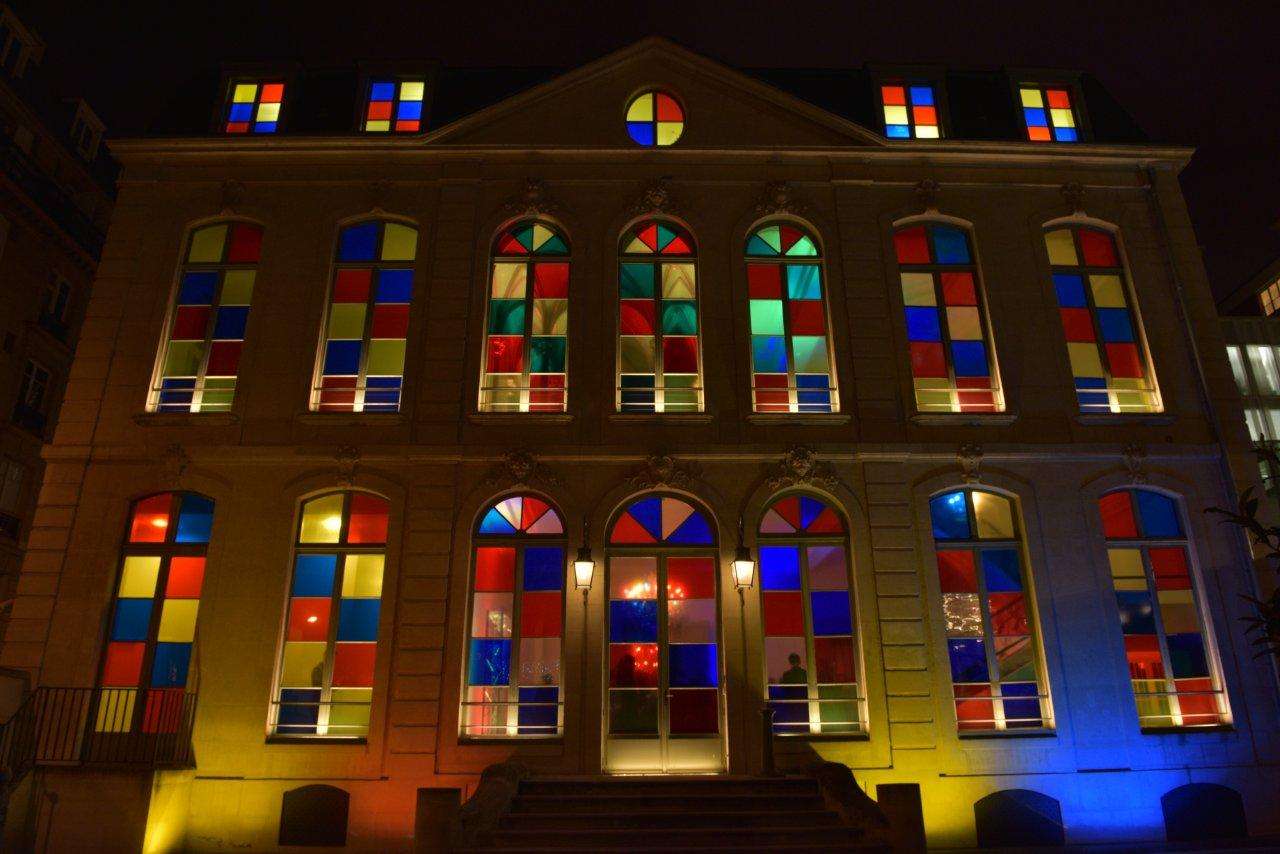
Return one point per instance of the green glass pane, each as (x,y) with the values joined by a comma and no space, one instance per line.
(679,318)
(507,316)
(636,281)
(767,318)
(547,355)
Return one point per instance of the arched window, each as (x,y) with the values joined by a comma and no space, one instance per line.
(791,352)
(659,364)
(517,621)
(992,638)
(1170,663)
(325,680)
(154,616)
(200,357)
(810,651)
(947,330)
(361,364)
(1104,334)
(526,333)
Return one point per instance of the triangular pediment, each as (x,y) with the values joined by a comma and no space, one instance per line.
(586,109)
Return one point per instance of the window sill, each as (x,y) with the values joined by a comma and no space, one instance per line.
(800,418)
(964,419)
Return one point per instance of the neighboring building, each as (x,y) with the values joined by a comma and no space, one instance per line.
(55,200)
(375,355)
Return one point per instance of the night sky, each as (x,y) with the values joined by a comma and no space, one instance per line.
(1200,74)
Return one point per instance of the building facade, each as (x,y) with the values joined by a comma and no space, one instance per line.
(580,428)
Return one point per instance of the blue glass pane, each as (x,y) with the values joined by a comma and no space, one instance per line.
(394,286)
(357,620)
(968,660)
(195,520)
(132,620)
(300,709)
(780,567)
(1137,616)
(632,621)
(950,516)
(922,324)
(831,613)
(197,288)
(950,245)
(693,666)
(1000,569)
(544,569)
(1157,514)
(312,575)
(169,667)
(359,242)
(489,662)
(1070,291)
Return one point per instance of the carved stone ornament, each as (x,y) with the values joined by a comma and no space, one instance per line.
(520,467)
(1134,461)
(800,465)
(663,470)
(347,457)
(969,456)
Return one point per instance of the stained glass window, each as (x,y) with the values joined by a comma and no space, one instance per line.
(200,359)
(254,106)
(325,679)
(1170,663)
(394,106)
(362,357)
(1104,336)
(1048,113)
(910,110)
(947,330)
(659,364)
(654,119)
(517,622)
(526,332)
(992,639)
(791,350)
(810,648)
(152,624)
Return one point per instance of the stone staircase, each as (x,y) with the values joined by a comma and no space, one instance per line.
(668,814)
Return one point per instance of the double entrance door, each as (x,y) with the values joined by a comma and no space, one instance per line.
(663,702)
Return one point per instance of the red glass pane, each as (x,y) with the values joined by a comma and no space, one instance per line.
(1118,520)
(353,665)
(540,615)
(186,578)
(151,519)
(369,519)
(496,569)
(784,615)
(690,578)
(123,665)
(695,712)
(309,619)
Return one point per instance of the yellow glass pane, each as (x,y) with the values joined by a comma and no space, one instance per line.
(995,516)
(1107,291)
(206,245)
(508,281)
(138,578)
(1061,247)
(302,665)
(362,576)
(1084,359)
(400,242)
(178,621)
(677,282)
(321,520)
(918,290)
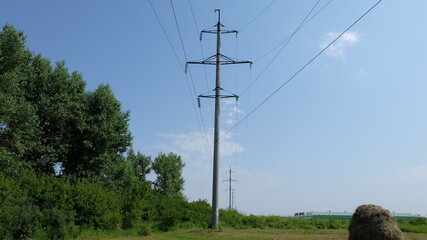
◇ ◇ ◇
Copy all the entries above word for word, leaving out the pictures.

Finished answer:
Return one point per instance of the green glass pane, each as (x,y) with the values joined by a comma and no space, one instance per line.
(679,318)
(507,316)
(636,281)
(767,318)
(547,355)
Return one point per instance of the arched window, each as (x,y) with the values joined by a comma and no space, one instance per line.
(791,352)
(659,364)
(517,621)
(992,638)
(1170,663)
(325,680)
(154,616)
(200,357)
(810,651)
(947,330)
(361,364)
(1104,334)
(526,333)
Return one point per instance of the triangular pediment, each as (x,y) with the values joined by a comma and no space, one instance per line.
(586,109)
Return one point per instance of the window sill, each as (x,y) with the values joined by a comma and no space, one instance per line.
(800,418)
(964,419)
Return one point per instance of the neighboring building, each as (x,y) with the values joined by a comma and no space, one instance per line.
(55,200)
(375,355)
Return one point per instance of the night sky, each as (x,y) with the values joined by a comma and no space, one instance per line.
(1200,74)
Return one point per instance of the building facade, each as (x,y) with the values joined by a comma and no space, one instance per line.
(580,428)
Return one point per instance of the blue glass pane, each as (x,y) with the values joined by a comma and no space, one instance per line.
(394,286)
(357,620)
(968,660)
(195,520)
(132,620)
(300,709)
(780,567)
(1137,616)
(632,621)
(950,516)
(922,324)
(831,613)
(197,288)
(950,245)
(693,666)
(1000,569)
(544,569)
(1157,514)
(312,575)
(169,667)
(359,242)
(489,662)
(1070,291)
Return one point per instance of the carved stone ornament, each as (x,y) with the values joined by a comma and no space, one instance per line.
(520,467)
(1134,461)
(800,465)
(663,470)
(347,457)
(969,456)
Return one point per instance of the stained glass window, each as (x,y) with the values joined by a comma and no space, one instance per line.
(200,359)
(254,106)
(325,679)
(1170,663)
(394,106)
(362,357)
(1104,336)
(1048,113)
(910,110)
(947,330)
(659,364)
(654,119)
(517,622)
(526,332)
(992,639)
(791,350)
(810,648)
(152,624)
Return one point per instance of the stone staircase, each as (x,y) with the values joined by a comma and no space, one instance per line.
(668,814)
Return one point per instance of the double entrance door, each as (x,y) with the values joined by a comma and no space, one instance per line.
(663,702)
Return one point per instance of the red glass pane, each as (x,y) with the values joined by a comma and no space, one instance per line.
(1118,520)
(353,665)
(540,615)
(186,578)
(151,519)
(369,519)
(496,569)
(784,615)
(690,578)
(123,665)
(695,712)
(309,619)
Return one point per instance of the yellow glass pane, each as (x,y) with the values joined by a comma and no space, one instance per line.
(995,516)
(1107,291)
(206,245)
(508,281)
(138,578)
(1061,247)
(302,665)
(362,576)
(1084,359)
(400,242)
(178,621)
(677,282)
(321,520)
(918,290)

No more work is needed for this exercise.